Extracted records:
# # # #

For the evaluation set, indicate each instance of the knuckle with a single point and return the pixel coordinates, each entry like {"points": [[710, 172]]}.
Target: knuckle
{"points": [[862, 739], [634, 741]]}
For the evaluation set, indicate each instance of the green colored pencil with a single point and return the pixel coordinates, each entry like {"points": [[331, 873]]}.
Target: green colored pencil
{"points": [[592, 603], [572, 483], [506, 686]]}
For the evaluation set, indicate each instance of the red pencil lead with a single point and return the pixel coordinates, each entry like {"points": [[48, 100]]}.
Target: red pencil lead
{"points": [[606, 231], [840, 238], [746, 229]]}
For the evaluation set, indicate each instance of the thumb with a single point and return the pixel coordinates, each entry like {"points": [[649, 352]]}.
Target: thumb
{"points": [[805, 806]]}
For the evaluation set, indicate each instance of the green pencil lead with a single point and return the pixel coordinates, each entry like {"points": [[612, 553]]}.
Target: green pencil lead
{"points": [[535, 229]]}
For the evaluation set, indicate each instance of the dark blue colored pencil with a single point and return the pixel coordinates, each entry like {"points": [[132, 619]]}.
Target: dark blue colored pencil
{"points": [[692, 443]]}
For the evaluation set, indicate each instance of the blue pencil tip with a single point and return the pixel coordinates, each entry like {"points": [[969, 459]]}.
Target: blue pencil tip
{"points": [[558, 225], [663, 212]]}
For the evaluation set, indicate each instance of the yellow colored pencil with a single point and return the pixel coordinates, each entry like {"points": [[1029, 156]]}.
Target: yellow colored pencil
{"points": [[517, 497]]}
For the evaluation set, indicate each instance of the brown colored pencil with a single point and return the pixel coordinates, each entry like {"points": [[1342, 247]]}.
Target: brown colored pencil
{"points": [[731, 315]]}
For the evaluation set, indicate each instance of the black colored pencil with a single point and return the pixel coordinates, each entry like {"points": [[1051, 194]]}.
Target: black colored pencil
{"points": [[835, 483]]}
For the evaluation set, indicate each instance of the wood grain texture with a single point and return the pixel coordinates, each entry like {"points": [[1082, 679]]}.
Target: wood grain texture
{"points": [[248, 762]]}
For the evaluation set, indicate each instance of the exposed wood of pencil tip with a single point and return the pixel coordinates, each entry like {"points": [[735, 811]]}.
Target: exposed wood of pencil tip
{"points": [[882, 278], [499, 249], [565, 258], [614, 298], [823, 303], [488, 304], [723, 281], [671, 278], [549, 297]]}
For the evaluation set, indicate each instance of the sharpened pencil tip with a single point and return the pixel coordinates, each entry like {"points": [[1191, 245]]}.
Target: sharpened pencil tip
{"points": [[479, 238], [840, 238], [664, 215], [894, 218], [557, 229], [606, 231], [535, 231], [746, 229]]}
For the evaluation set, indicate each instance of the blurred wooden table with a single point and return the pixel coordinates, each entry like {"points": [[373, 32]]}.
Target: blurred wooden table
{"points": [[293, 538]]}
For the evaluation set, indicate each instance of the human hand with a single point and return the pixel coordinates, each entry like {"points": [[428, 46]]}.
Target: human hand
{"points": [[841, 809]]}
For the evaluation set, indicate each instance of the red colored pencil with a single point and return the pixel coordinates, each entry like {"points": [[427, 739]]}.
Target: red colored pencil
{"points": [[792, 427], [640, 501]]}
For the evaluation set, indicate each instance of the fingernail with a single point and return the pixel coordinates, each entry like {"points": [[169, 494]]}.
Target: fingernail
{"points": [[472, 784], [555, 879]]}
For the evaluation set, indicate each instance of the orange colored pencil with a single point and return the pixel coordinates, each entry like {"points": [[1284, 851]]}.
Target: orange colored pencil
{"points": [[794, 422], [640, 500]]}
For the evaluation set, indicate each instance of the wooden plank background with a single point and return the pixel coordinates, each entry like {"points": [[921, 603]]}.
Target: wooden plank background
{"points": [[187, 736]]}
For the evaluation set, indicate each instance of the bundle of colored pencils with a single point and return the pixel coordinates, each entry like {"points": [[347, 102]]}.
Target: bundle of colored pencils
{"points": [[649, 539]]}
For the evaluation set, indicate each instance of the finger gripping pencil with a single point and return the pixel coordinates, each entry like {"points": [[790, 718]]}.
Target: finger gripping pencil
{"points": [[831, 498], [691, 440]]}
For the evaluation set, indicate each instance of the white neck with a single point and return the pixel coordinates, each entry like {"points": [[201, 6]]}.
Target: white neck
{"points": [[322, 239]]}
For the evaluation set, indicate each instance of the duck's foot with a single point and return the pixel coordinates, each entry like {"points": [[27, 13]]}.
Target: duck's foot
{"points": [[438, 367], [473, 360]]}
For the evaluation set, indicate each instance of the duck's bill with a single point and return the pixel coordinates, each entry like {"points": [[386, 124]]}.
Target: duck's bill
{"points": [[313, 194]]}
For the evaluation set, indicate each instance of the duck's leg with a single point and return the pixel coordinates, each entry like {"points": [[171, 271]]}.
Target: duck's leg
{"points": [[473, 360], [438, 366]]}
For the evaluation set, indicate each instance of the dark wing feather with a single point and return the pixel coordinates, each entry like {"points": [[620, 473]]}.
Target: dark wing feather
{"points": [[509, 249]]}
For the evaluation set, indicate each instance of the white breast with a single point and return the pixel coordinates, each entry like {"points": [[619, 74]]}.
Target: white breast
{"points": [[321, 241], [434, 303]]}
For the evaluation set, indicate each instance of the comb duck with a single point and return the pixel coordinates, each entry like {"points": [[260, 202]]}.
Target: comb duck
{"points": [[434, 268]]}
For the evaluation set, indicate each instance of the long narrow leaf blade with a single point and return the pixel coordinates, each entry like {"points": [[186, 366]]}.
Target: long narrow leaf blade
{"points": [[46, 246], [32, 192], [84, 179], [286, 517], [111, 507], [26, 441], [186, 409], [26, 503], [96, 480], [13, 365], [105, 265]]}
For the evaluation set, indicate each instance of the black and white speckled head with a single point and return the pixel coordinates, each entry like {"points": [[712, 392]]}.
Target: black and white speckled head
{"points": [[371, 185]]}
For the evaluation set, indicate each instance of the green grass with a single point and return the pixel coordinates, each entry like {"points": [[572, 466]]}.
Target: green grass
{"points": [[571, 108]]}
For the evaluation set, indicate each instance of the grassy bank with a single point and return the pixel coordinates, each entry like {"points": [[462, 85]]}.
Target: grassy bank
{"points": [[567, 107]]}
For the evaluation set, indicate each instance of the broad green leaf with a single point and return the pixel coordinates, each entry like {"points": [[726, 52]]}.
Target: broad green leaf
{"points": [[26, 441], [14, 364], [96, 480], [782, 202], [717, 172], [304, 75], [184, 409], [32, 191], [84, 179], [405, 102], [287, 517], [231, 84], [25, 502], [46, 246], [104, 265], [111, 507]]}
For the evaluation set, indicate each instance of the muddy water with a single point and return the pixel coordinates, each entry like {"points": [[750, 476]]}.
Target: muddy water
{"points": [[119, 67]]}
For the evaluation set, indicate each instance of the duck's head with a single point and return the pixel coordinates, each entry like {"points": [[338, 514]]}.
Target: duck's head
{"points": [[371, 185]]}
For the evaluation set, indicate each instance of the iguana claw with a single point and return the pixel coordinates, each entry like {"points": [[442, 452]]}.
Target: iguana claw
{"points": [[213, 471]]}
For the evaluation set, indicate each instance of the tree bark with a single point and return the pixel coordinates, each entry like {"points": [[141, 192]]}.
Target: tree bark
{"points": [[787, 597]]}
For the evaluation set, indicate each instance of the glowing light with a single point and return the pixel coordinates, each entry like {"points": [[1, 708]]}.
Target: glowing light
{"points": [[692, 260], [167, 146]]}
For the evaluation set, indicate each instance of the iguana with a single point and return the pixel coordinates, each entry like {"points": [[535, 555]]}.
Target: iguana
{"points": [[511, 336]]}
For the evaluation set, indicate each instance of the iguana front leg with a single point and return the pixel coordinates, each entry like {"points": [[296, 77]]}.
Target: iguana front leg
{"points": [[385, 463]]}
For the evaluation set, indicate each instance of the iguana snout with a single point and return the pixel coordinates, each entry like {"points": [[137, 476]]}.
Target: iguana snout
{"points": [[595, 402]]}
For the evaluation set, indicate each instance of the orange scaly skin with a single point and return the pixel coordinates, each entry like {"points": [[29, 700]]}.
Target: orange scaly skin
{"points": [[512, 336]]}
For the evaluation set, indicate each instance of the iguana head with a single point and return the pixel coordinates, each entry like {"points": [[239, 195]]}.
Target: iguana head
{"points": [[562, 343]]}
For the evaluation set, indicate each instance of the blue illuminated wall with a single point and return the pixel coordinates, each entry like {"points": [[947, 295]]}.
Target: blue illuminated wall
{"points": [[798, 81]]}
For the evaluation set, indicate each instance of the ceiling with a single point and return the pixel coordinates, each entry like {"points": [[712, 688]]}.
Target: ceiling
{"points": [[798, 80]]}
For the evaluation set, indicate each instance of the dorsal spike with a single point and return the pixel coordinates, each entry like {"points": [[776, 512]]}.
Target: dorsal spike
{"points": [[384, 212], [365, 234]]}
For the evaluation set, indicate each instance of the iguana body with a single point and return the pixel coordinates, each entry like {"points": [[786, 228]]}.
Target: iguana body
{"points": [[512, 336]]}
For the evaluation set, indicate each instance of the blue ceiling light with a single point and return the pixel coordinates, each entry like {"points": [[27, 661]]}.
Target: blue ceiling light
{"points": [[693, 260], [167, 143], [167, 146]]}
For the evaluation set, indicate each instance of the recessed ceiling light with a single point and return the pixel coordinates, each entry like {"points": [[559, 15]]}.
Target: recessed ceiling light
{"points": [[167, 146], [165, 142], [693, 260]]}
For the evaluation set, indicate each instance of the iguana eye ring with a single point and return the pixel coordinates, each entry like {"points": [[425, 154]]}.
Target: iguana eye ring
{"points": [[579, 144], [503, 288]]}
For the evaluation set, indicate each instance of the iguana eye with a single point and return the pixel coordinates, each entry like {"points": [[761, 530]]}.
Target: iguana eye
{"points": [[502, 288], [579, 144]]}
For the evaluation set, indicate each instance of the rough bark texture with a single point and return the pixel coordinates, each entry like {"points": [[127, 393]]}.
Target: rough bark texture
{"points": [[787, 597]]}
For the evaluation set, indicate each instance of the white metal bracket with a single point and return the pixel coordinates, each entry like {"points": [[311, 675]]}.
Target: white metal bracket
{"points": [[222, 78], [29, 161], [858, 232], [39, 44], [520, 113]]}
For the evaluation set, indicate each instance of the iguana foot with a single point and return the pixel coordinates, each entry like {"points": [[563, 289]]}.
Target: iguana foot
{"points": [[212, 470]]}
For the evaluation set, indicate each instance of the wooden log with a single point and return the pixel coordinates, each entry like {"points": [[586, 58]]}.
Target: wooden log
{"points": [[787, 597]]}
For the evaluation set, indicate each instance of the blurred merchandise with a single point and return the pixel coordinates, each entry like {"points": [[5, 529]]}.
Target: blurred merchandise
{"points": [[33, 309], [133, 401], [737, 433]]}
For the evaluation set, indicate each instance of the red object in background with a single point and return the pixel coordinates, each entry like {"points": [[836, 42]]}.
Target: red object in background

# # # #

Give back exactly the lines beginning at the one with "For the evaluation set, indicate each instance of the recessed" and ending at the final line of the material; both boundary lines belong in it.

Answer to this problem
For the evaluation set, indicate each instance of the recessed ceiling light with a single point and return the pixel coordinates, each entry like {"points": [[559, 15]]}.
Target: recessed ceiling light
{"points": [[167, 146], [165, 142], [693, 260]]}
For the evaluation set, indicate each instance of the iguana eye ring with a single point and return the pixel coordinates, each entry like {"points": [[425, 154]]}.
Target: iguana eye ring
{"points": [[579, 144], [503, 288]]}
For the evaluation set, indicate each instance of the iguana eye with a single point and return the pixel coordinates, each entry like {"points": [[761, 530]]}.
Target: iguana eye
{"points": [[502, 288], [579, 144]]}
For the evaluation set, indicate each instance of the rough bark texture with a single point and return the pixel coordinates, each entry like {"points": [[127, 393]]}.
Target: rough bark texture
{"points": [[787, 597]]}
For the evaluation set, indicate each instance of the white metal bracket with a single point and return the pixel coordinates, each entry like {"points": [[311, 675]]}.
Target: white metal bracket
{"points": [[222, 78], [29, 161], [858, 232], [39, 44], [520, 113]]}
For the evaluation set, indicate each instance of the iguana foot with a single point and return the pixel coordinates, each entry like {"points": [[563, 289]]}.
Target: iguana foot
{"points": [[212, 470]]}
For the evaluation set, indicate each instance of the wooden log with a single point and return the pixel coordinates, each entry like {"points": [[586, 58]]}.
Target: wooden log
{"points": [[787, 597]]}
For the evaluation set, indicate each instance of the blurred merchandise with a single point and return the pixel coordinates, each entry like {"points": [[5, 529]]}.
Target: blurred merchandise
{"points": [[33, 309], [133, 401], [737, 433]]}
For the evaluation set, indicate each instance of the red object in background with a single point and return the pixel coordinates, each entry like {"points": [[836, 42]]}.
Target: red object in background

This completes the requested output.